QUOTED PASSAGE:
▬▬▬▬▬▬▬▬▬▬

If you file a 1040NR plus the corresponding state return, if applicable, you will settle up with the applicable governments and collect your refund(s) or pay any extra taxes outstanding. Your US income is included in your worldwide income when you file your Canadian T1 General. The final tax bill (not taxes withheld) are used to calculate the foreign tax credit. The FTC is used against federal taxes first and if there is any left, against provincial taxes. Any unused FTCs are wasted. Note that there is a sequence that the non refundable credits are used, and you may be forced to use up things like tuition/education amounts before applying the FTCs. Also, check out the timing. One or two US returns must be done before the Canadian can be completed. As oob pointed out, there are a lot of moving parts.

Like James, I am describing all provinces other than Quebec, as I have no experience with them, and the other provinces seem to be more consistent in their tax rules.

Keith, if you overpay US taxes, you must get it from the US and/or the state. Canada won't and should not reduce our taxes because of an overpayment to a foreign country.


----------



## Guban (Jul 5, 2011)

The Canadian FTC form is T2209, and the provincial one is the T2036.


----------



## kcowan (Jul 1, 2010)

Guban said:


> Keith, if you overpay US taxes, you must get it from the US and/or the state. Canada won't and should not reduce our taxes because of an overpayment to a foreign country.


Agreed. But they will credit the US 15% tax withheld toward your Canadian balance due. This is not overpaying. It is covered by the treaty.


----------



## Eclectic12 (Oct 20, 2010)

Guban said:


> ... One or two US returns must be done before the Canadian can be completed...


I'm not sure I'm understanding this correctly (unless the process has changed?) ... when I had to file two returns while working for a company, the company had tax folks to do the returns. 

Best I can recall, the tax folks had me do my Canadian return as I would normally but instead of submitting it, I handed it over to them. 
They then tweaked the Canadian return and filled out a US return. I signed both and sent them off, the same day.


Cheers


----------



## Guban (Jul 5, 2011)

If you filed a 1040, then there are numbers that are transferred both ways, and the US and Canadian returns should be prepared at the same time. For the 1040NR, only the foreign tax credits would have to be finalized on the T1. Maybe this is what you are referring to as tweaking.


----------



## Eclectic12 (Oct 20, 2010)

It sounds more like a 1040 as they talked about needing the certain numbers on both ... but since it was only one year and it's been a while ... so I'm not sure. 



Cheers


----------



## BC Eddie (Feb 2, 2014)

I think you really should consult with an expert in this area because I believe some of the advise in this thread may not be correct and it could make a big difference in what is the best tactic to use.

▬▬▬▬▬▬▬▬▬▬

INSTRUCTION A:
Answer the following from the thread on US and Canadian tax filing:
(i) What is the form number of the Canadian federal foreign tax credit form?
(ii) Against which taxes is the foreign tax credit applied first?
(iii) What percentage of US tax withheld does kcowan say Canada will credit toward the Canadian balance due?
INSTRUCTION B:
Using the thread on US and Canadian tax filing, explain why the US and Canadian returns should be prepared at the same time when a 1040 is filed.
INSTRUCTION C:
Print the part of the thread on US and Canadian tax filing from "Best I can recall, the" up to and including "the same day.".

DATA EXTRACT:

▬▬▬▬▬▬▬▬▬▬

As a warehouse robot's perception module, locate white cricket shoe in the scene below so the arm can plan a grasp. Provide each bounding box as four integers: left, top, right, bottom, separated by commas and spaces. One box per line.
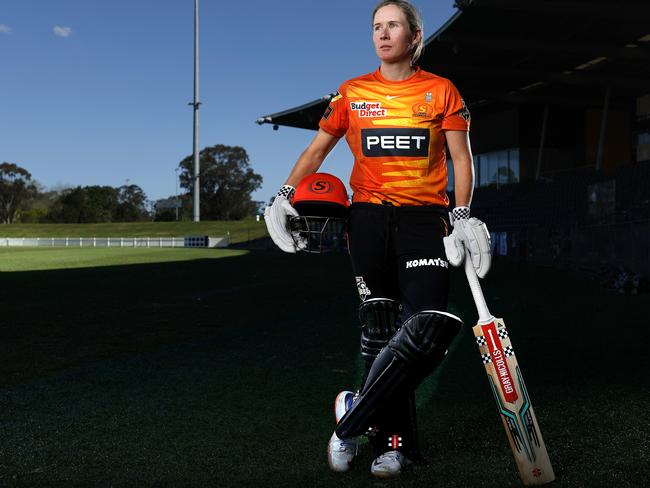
327, 391, 358, 473
370, 451, 413, 479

▬▬▬▬▬▬▬▬▬▬

TASK RESPONSE A:
(i) T2209
(ii) Federal taxes
(iii) 15%

TASK RESPONSE B:
When a 1040 is filed, numbers are transferred both ways between the US and Canadian returns, so the two should be prepared together. With the 1040NR, by contrast, only the foreign tax credits would have to be finalized on the T1.

TASK RESPONSE C:
Best I can recall, the tax folks had me do my Canadian return as I would normally but instead of submitting it, I handed it over to them. 
They then tweaked the Canadian return and filled out a US return. I signed both and sent them off, the same day.